書面練習 1: 請抄錄下面所給文本中從“好了.如果上面你實在找不到你”到“就是讀取文件[文本文件]的.”之間的文字，首尾兩處都包括在內，一字不改。
書面練習 2:
閱讀下面所給文本，判斷以下各說法是否與文本相符。每項回答“是”或“否”，並原樣引用文本中起決定作用的字句。
(a) JdbcCursorItemReader允許使用者自行設定SQL。
(b) 作者很喜歡Hibernate。
(c) FlatFileItemReader是用來讀取文件的。

所給文本:
/---

SpringBatch企業批處理框架Reader的使用
SpringBatch是解決企業數據邏輯較簡單,重復性高,大數據量而設計的.從他提供的各種Reader就能看出來.起碼我是這樣理解的.最適合做的如:數據清洗,數據分析后轉移,或者定時的和其他系統交互的地方等.
在上一篇文章中,我使用了 JdbcPagingItemReader讀取HSQLDB數據庫的數據.
<bean id="sysAppStoreMapper" class="net.dbatch.mapper.SysAppStoreMapper" /> <bean id="dbReader" class="org.springframework.batch.item.database.JdbcPagingItemReader"> <property name="dataSource" ref="dataSource"/> <property name="rowMapper" ref="sysAppStoreMapper"/> <property name="queryProvider" ref="appQueryProvider"/> </bean> <bean id="appQueryProvider" class="org.springframework.batch.item.database.support.HsqlPagingQueryProvider"> <property name="selectClause" value="a.APP_ID, a.PARENT_ID, a.APP_DESC, a.APP_URL, a.FOLDER, a.SEQ"/> <property name="fromClause" value="sys_appstore a"/> <property name="sortKey" value="SEQ"/> </bean>
事實上SpringBatch提供了很多的Reader,自定義的Reader只要是繼承自org.springframework.batch.item.ItemReader接口的都可以.但是好多都不用你麻煩了,SpringBatch都替你做好了.2.1.8API中基本常用的和數據庫[Hibernate/Ibatis/JDBC],文件系統,JMS消息等Reader現成的實現.如圖:

對于喜歡SpringJDBC的用戶[我就非常不喜歡Hibernate ]可以使用JdbcPagingItemReader
,然后指定一個queryProvider ,queryProvider 是針對各種數據庫的一個分頁的實現,常用的數據庫 queryProvider也有現成的.如圖:

好了.如果上面你實在找不到你可以使用的數據庫對應的實現,而你又了解你的數據庫SQL,你可以使用JdbcCursorItemReader.這個Reader允許你自己set SQL.
如我上面實現的例子,用JdbcCursorItemReader改寫也非常簡單:
<bean id="dbReader" class="org.springframework.batch.item.database.JdbcCursorItemReader"> <property name="dataSource" ref="dataSource" /> <property name="sql" value="select a.APP_ID, a.PARENT_ID, a.APP_DESC, a.APP_URL, a.FOLDER from sys_appstore a order by a.SEQ" /> <property name="rowMapper" ref="sysAppStoreMapper" /> </bean>
他仍然可以工作的很好,而且還簡單了.
如果我的數據來源不是從數據庫,從文件的怎么辦?
看到剛才的Reader實現里有個FlatFileItemReader沒?他就是讀取文件[文本文件]的.

\---

資料摘錄:
/---

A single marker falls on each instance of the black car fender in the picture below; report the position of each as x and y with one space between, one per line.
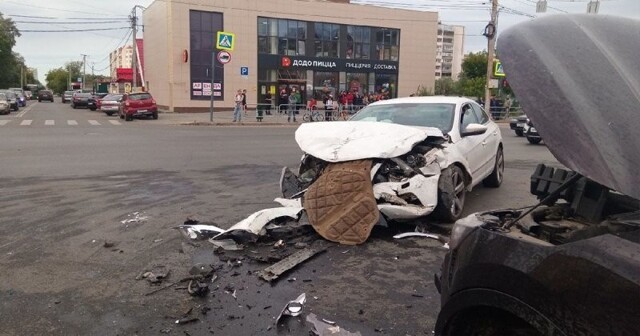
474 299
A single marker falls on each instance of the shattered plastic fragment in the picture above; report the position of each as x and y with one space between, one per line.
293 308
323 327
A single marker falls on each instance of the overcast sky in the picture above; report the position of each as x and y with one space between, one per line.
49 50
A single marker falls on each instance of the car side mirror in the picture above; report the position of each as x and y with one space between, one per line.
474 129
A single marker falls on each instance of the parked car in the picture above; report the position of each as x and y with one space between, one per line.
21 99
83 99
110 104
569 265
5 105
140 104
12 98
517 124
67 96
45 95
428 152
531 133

\---
/---

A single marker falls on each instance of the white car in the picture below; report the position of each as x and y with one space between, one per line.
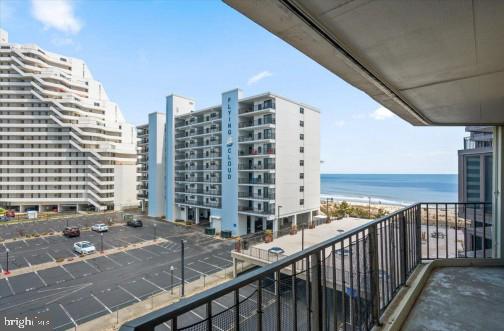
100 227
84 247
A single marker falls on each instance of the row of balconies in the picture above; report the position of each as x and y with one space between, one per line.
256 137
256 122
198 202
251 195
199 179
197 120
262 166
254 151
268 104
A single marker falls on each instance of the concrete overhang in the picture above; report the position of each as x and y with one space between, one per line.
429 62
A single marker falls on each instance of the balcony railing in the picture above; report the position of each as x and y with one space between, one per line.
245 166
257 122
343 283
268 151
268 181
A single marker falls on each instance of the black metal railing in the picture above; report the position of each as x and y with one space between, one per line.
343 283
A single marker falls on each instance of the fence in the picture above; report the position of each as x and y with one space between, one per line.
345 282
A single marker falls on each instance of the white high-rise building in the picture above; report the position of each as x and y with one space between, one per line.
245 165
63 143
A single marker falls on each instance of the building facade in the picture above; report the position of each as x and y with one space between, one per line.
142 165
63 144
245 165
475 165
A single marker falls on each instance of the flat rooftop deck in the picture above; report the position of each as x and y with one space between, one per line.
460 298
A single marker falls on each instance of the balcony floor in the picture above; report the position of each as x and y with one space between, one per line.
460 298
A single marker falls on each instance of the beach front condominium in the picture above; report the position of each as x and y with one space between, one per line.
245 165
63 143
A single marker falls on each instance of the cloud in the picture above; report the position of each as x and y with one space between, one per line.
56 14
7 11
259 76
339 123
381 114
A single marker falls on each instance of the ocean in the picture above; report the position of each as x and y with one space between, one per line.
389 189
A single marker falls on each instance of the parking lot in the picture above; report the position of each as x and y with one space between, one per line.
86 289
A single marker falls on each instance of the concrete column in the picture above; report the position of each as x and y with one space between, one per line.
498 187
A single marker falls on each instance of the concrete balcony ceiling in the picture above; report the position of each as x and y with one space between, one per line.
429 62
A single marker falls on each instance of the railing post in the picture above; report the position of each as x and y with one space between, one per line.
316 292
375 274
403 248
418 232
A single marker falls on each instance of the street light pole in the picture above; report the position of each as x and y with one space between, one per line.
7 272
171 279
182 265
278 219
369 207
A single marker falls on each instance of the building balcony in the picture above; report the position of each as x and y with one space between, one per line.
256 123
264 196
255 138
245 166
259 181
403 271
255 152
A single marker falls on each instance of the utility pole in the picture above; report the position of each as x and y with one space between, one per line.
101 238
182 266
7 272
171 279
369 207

\---
/---

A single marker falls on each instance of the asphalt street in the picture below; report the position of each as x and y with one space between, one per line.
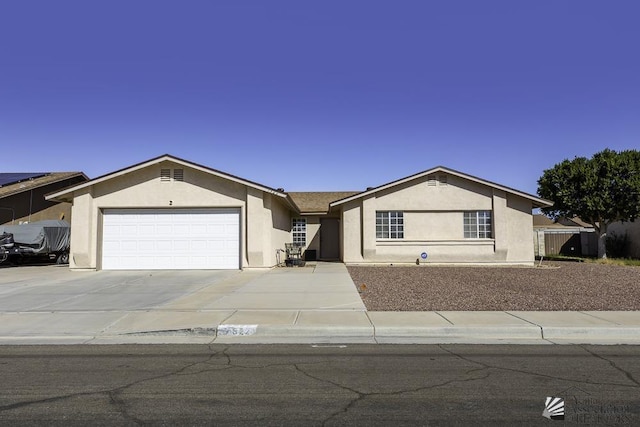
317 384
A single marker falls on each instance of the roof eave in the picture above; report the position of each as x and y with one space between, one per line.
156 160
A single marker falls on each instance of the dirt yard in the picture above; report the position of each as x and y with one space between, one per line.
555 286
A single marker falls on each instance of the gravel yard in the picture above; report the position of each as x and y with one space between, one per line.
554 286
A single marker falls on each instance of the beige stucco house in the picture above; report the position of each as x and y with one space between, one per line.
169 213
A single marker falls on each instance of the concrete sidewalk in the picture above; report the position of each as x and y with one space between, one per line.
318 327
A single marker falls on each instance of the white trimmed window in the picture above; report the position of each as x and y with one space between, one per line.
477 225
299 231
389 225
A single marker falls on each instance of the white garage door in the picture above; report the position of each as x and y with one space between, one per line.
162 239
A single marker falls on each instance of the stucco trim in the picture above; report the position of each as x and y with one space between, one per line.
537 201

\---

參考答案 1:
好了.如果上面你實在找不到你可以使用的數據庫對應的實現,而你又了解你的數據庫SQL,你可以使用JdbcCursorItemReader.這個Reader允許你自己set SQL.
如我上面實現的例子,用JdbcCursorItemReader改寫也非常簡單:
<bean id="dbReader" class="org.springframework.batch.item.database.JdbcCursorItemReader"> <property name="dataSource" ref="dataSource" /> <property name="sql" value="select a.APP_ID, a.PARENT_ID, a.APP_DESC, a.APP_URL, a.FOLDER from sys_appstore a order by a.SEQ" /> <property name="rowMapper" ref="sysAppStoreMapper" /> </bean>
他仍然可以工作的很好,而且還簡單了.
如果我的數據來源不是從數據庫,從文件的怎么辦?
看到剛才的Reader實現里有個FlatFileItemReader沒?他就是讀取文件[文本文件]的.

參考答案 2:
(a) 是。“這個Reader允許你自己set SQL”
(b) 否。“我就非常不喜歡Hibernate”
(c) 是。“他就是讀取文件[文本文件]的”